ENTRIES SUPPLIED
::::

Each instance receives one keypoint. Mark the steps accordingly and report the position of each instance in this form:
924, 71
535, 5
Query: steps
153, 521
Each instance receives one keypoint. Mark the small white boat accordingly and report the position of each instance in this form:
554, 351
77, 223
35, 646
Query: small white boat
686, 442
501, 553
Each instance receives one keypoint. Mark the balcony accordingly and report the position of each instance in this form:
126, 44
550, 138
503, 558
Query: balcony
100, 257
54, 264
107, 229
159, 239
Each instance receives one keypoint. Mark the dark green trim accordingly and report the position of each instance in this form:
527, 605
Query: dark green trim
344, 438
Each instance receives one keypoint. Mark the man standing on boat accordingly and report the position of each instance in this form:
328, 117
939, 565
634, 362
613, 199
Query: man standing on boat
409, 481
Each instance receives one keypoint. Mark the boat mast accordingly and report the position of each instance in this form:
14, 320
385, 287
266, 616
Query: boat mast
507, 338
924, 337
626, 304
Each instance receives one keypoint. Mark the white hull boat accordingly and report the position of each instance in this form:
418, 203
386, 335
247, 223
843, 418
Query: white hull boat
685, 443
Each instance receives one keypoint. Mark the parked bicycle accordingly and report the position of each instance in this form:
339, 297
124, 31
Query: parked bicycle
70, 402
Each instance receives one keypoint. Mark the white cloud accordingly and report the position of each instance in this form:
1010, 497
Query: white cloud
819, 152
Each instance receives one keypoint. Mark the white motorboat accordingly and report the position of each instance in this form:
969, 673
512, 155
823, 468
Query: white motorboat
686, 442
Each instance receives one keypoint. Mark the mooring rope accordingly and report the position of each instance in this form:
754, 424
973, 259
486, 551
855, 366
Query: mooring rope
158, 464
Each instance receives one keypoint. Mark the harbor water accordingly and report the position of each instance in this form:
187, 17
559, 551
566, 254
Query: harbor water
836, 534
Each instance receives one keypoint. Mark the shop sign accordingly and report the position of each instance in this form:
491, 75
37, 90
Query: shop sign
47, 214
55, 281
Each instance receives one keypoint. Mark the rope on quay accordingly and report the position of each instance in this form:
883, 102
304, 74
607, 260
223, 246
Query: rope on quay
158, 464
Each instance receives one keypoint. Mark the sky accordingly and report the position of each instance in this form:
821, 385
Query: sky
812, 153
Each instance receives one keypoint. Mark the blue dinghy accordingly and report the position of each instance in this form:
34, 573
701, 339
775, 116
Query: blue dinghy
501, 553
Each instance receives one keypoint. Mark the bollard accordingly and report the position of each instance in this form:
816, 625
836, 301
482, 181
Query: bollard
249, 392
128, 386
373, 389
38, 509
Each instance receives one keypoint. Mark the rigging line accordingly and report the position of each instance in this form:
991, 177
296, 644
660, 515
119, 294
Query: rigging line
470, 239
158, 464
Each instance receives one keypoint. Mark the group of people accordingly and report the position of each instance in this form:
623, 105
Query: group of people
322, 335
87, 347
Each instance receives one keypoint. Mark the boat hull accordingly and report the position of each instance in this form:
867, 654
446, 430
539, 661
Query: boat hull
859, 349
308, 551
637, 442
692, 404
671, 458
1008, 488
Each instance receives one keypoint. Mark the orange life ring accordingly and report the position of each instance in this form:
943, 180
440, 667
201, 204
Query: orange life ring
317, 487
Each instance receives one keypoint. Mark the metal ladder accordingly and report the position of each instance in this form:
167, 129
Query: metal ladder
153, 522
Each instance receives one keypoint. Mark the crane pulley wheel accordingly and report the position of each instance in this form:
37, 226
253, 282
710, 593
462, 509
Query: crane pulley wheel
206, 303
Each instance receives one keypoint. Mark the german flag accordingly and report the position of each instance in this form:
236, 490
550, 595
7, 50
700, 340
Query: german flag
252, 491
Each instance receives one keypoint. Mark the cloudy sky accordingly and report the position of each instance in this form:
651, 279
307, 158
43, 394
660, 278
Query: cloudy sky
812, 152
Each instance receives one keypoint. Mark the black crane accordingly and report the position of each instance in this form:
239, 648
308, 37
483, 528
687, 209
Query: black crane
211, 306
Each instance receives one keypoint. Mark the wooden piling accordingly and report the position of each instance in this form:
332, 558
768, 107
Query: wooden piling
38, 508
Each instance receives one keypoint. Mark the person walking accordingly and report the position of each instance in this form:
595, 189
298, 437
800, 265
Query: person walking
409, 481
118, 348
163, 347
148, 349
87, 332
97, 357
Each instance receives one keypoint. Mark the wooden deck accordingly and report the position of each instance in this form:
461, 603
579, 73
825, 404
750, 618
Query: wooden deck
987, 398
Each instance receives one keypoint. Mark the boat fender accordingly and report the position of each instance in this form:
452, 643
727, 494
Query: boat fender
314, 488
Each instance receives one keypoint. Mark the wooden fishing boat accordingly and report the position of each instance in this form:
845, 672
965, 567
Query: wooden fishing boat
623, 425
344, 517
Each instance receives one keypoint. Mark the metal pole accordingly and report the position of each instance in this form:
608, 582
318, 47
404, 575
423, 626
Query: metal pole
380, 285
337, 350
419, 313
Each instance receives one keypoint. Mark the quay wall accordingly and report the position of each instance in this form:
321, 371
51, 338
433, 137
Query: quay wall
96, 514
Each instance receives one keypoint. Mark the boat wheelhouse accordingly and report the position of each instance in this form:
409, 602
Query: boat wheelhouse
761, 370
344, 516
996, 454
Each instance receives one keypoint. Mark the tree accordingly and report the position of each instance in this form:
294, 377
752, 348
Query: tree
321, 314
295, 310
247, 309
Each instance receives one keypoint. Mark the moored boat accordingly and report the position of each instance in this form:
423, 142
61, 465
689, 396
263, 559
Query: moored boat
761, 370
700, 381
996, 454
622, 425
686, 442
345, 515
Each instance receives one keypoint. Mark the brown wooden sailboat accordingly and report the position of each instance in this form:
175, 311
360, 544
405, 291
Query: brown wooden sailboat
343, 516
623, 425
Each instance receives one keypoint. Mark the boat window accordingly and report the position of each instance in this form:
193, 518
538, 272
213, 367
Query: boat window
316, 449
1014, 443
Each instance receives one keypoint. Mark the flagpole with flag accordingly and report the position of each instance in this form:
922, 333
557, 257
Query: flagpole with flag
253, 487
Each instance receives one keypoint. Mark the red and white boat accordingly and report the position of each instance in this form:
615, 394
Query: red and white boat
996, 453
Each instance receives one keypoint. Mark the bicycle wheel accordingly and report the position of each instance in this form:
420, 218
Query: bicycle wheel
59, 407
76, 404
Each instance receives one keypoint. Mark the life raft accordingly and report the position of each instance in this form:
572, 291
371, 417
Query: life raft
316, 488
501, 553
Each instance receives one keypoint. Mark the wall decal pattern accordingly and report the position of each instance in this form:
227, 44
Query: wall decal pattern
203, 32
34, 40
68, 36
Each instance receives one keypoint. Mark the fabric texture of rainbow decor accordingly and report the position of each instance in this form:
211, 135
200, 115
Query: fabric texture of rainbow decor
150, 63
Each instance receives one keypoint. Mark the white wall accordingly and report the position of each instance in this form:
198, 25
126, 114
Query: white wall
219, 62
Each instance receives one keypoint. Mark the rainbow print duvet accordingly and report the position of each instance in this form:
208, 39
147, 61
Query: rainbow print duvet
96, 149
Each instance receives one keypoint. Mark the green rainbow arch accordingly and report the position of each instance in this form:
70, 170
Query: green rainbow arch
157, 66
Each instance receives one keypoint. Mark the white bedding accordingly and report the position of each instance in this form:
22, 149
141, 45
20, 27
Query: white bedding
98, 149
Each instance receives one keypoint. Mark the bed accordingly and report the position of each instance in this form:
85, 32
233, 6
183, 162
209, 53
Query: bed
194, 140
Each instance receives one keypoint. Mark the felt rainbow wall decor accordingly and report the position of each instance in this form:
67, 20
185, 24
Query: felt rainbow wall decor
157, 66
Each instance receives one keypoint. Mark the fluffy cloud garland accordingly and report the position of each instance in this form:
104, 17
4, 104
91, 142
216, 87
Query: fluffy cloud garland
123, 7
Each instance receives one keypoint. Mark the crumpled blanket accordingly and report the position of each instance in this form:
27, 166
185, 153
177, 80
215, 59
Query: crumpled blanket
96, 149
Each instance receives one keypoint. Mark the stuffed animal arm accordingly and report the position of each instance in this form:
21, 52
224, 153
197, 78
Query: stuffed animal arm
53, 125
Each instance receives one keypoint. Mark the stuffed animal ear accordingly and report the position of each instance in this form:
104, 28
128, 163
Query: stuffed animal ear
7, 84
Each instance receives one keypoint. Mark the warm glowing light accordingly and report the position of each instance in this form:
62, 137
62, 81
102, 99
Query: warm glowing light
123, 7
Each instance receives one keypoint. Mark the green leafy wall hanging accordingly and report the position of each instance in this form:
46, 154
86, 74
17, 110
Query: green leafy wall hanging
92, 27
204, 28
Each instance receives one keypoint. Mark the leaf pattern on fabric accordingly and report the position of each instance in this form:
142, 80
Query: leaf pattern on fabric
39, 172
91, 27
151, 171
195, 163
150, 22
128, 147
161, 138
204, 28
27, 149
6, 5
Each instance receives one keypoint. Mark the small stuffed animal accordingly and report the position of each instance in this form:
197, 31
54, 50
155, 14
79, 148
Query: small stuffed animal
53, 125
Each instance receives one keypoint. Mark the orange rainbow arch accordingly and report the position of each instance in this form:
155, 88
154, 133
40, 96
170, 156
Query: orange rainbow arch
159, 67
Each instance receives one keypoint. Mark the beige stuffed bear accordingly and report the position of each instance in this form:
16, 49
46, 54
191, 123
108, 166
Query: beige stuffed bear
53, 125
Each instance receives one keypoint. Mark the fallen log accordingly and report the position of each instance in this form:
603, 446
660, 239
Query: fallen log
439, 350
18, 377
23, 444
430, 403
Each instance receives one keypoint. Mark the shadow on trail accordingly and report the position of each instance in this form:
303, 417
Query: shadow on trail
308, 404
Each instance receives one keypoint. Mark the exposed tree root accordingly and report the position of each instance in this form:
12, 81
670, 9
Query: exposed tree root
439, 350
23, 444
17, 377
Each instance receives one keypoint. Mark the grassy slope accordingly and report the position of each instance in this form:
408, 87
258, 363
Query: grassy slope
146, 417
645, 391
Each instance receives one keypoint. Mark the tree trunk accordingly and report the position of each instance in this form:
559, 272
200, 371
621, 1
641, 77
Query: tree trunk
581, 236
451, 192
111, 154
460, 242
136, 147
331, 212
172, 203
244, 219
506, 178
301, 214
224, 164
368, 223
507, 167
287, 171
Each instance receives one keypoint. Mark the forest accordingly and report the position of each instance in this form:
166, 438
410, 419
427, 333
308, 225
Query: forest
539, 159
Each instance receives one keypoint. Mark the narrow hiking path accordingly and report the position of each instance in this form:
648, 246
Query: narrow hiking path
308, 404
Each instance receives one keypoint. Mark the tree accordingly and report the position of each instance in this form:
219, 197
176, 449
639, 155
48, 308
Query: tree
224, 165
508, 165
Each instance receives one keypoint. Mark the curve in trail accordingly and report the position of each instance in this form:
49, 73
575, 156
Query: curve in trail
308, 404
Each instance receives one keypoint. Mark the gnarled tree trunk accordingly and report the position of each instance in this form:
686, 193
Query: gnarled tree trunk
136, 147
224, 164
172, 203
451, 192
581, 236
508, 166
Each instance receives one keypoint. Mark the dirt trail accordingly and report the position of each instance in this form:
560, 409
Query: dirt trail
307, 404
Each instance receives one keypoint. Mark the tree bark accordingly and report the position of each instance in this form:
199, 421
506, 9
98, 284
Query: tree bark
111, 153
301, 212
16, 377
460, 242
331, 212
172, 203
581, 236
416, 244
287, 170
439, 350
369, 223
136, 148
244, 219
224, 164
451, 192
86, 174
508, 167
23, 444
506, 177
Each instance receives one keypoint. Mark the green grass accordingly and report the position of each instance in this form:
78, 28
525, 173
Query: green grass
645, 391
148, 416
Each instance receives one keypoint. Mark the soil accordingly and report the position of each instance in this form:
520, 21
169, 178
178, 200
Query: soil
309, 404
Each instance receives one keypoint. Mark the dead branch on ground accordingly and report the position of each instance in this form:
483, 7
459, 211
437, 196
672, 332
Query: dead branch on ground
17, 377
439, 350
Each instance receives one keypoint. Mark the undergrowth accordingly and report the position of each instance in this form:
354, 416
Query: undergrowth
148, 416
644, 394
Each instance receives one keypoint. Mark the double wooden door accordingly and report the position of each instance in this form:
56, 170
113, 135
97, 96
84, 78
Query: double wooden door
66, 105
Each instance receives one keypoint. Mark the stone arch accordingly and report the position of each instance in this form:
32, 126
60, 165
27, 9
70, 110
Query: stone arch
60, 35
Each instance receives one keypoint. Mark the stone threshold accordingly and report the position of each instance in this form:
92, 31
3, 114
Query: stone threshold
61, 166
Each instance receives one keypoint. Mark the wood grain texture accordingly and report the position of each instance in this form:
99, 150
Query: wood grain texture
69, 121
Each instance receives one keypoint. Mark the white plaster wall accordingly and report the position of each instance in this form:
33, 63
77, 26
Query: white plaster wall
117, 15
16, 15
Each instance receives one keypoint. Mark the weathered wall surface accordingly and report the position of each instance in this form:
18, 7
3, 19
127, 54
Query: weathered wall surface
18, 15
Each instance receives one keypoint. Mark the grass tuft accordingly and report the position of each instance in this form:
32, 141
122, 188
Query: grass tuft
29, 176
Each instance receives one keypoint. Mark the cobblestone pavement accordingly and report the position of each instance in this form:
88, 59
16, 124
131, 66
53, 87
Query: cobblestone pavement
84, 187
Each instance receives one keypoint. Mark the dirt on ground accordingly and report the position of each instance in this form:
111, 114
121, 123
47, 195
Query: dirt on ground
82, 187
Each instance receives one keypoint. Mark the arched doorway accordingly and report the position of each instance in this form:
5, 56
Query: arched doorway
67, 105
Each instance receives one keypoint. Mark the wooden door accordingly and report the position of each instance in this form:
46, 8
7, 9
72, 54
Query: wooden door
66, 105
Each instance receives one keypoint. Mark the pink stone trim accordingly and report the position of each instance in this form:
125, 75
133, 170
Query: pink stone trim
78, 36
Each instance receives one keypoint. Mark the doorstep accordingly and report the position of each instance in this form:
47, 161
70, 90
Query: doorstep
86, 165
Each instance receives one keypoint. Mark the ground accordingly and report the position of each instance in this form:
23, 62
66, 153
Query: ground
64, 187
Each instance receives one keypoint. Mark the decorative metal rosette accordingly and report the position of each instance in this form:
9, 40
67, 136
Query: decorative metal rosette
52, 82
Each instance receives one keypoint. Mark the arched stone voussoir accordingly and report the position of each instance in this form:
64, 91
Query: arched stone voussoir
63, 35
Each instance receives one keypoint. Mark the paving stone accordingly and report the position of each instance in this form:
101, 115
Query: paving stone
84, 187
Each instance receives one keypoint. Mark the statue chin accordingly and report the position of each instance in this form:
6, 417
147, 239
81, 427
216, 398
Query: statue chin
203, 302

::::

WHAT YOU NEED TO DO
Return every line from the one holding "Each instance receives one keypoint. Mark the pink" through the end of the data, exactly as it appears, with both ends kept and nothing else.

RESPONSE TO THE EXERCISE
Each instance receives one keypoint. Mark the pink stone trim accordingly and report the position of each instance in this form:
125, 75
133, 170
Query: pink stone trim
78, 36
Each instance receives one keypoint. Mark the doorstep accordingly and report the position of each instance in this form:
47, 161
70, 90
Query: doorstep
86, 165
Each instance receives one keypoint. Mark the ground accordingly and report the position of each instance in this form:
23, 62
66, 153
Query: ground
64, 187
Each instance receives one keypoint. Mark the decorative metal rosette accordingly and report the position of each instance in this form:
9, 40
67, 136
Query: decorative metal rosette
52, 82
Each instance receives one keypoint. Mark the arched stone voussoir accordingly and report the position of each instance in this form:
64, 91
Query: arched stone voussoir
63, 35
Each instance receives one keypoint. Mark the paving stone accordingly and report the position of each instance in this form:
101, 115
Query: paving stone
84, 187
Each instance receives one keypoint. Mark the statue chin accordingly and report the position of each instance in this form:
6, 417
147, 239
81, 427
216, 398
Query: statue chin
203, 302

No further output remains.